**Problem description:** Format every line of the records below as a JSON list of strings, one string per line, with blank lines omitted. Leave the pictures out of the list.

**Material:**
..............................
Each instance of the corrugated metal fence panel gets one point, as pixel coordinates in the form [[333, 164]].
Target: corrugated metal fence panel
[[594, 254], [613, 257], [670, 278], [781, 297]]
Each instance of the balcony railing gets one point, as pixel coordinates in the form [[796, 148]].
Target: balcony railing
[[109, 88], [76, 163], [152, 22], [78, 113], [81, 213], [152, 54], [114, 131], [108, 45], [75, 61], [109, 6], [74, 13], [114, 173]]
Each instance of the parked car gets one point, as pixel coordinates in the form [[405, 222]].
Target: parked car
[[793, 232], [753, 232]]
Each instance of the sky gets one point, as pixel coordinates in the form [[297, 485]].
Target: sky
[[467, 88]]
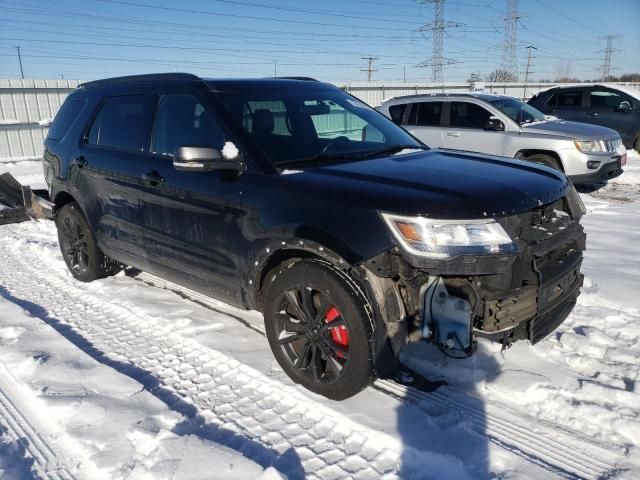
..............................
**Solution to this problem:**
[
  "Each instance of the corrugated metal fence panel gets one point, as pixel coordinates in the form [[333, 164]].",
  "Target: corrugated metal fence panel",
  "[[594, 254], [613, 257], [670, 278], [781, 297]]",
  "Each instance of the balcony railing gets one point, as pixel coordinates in the form [[796, 148]].",
  "Target: balcony railing",
  "[[109, 88], [76, 163], [152, 22], [78, 113], [81, 213], [152, 54], [114, 131], [108, 45], [75, 61], [109, 6], [74, 13], [114, 173]]",
  "Each instance of the parked car gets one point, as pixel coordinates in the form [[405, 222]].",
  "Target: parked car",
  "[[793, 232], [753, 232]]",
  "Each instance of the sky gets one point, as pixel coordinates in the form [[297, 485]].",
  "Target: sky",
  "[[467, 88]]"
]